INSTRUCTION 1
In the Pulp Fantasy Library post, why does the author feel a little kinship with the forgotten workaday writers of the Pulp Era? Answer in one to three sentences.
INSTRUCTION 2
List every writer whom the Pulp Fantasy Library post names as recurring in the series.
INSTRUCTION 3
Reproduce the part of the Pulp Fantasy Library post starting at "Monday, December 19, 2022" and ending at "of lasting attention.".

TEXT PASSAGE
|---|

Monday, December 19, 2022

Pulp Fantasy Library: Adventure in Lemuria

If you look at the nearly 300 entries in the Pulp Fantasy Library series on this blog, you'll notice that there are a number of names that recur again and again – Robert E. Howard, Fritz Leiber, H.P. Lovecraft, C.L. Moore, and Clark Ashton Smith, to name just a few. By and large, I expect that many, if not most of these names, would be familiar even to casual readers of fantasy, science fiction, and horror, as they're among the writers of the Pulp Era generally acknowledged to be the best and most worthy of lasting attention. 

At the same time, they're not the only writers from that storied period of popular literary history. For every Robert E. Howard or H.P. Lovecraft, who are esteemed widely today, there are probably a dozen other workaday writers whose tales entertained their readers in the past but who have subsequently been forgotten. As a mediocre writer myself, I can't help but feel a little kinship with these men and women, more than a few of whom, I think, are worthy of interest, if not necessarily of effusive praise.

|---|

DATASET
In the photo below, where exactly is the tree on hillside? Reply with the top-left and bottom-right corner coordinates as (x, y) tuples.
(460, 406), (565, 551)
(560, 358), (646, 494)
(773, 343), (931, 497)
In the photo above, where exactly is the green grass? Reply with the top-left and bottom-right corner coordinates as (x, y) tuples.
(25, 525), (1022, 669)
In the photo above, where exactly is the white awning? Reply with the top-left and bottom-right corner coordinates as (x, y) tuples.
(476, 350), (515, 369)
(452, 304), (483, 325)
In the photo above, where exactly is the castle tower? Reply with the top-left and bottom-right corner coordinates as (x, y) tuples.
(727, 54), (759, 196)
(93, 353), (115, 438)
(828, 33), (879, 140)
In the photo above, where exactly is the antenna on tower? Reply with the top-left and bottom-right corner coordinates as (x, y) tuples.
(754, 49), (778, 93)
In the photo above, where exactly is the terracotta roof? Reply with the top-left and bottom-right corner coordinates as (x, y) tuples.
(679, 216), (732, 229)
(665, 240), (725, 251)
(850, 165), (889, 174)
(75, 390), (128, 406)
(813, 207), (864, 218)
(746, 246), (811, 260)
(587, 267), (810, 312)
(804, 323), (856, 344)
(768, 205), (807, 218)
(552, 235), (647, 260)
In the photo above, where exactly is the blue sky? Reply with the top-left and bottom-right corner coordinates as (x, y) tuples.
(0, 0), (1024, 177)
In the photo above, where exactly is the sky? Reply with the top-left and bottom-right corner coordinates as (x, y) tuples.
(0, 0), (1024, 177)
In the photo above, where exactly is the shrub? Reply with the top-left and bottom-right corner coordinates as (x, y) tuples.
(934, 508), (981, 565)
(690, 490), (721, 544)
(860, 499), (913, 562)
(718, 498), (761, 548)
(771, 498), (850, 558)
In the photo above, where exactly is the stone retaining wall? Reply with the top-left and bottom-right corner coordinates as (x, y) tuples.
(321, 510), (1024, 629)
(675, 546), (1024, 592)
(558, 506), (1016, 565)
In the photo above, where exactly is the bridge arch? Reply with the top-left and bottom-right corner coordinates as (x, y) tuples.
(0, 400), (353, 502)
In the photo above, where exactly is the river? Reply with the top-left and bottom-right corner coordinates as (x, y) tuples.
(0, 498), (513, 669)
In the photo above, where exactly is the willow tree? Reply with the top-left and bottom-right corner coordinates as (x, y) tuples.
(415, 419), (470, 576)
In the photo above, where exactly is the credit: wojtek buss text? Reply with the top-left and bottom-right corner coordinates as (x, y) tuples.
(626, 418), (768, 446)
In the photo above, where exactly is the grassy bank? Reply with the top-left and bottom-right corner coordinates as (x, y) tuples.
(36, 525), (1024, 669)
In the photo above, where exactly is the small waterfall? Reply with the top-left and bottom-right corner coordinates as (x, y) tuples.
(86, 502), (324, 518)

|---|

COMPLETE ANSWER 1
The author feels that kinship because, by the post's own description, the author is a mediocre writer too. That puts the author alongside the many workaday writers whose tales once entertained readers but have since been forgotten.

COMPLETE ANSWER 2
- Robert E. Howard
- Fritz Leiber
- H.P. Lovecraft
- C.L. Moore
- Clark Ashton Smith

COMPLETE ANSWER 3
Monday, December 19, 2022

Pulp Fantasy Library: Adventure in Lemuria

If you look at the nearly 300 entries in the Pulp Fantasy Library series on this blog, you'll notice that there are a number of names that recur again and again – Robert E. Howard, Fritz Leiber, H.P. Lovecraft, C.L. Moore, and Clark Ashton Smith, to name just a few. By and large, I expect that many, if not most of these names, would be familiar even to casual readers of fantasy, science fiction, and horror, as they're among the writers of the Pulp Era generally acknowledged to be the best and most worthy of lasting attention.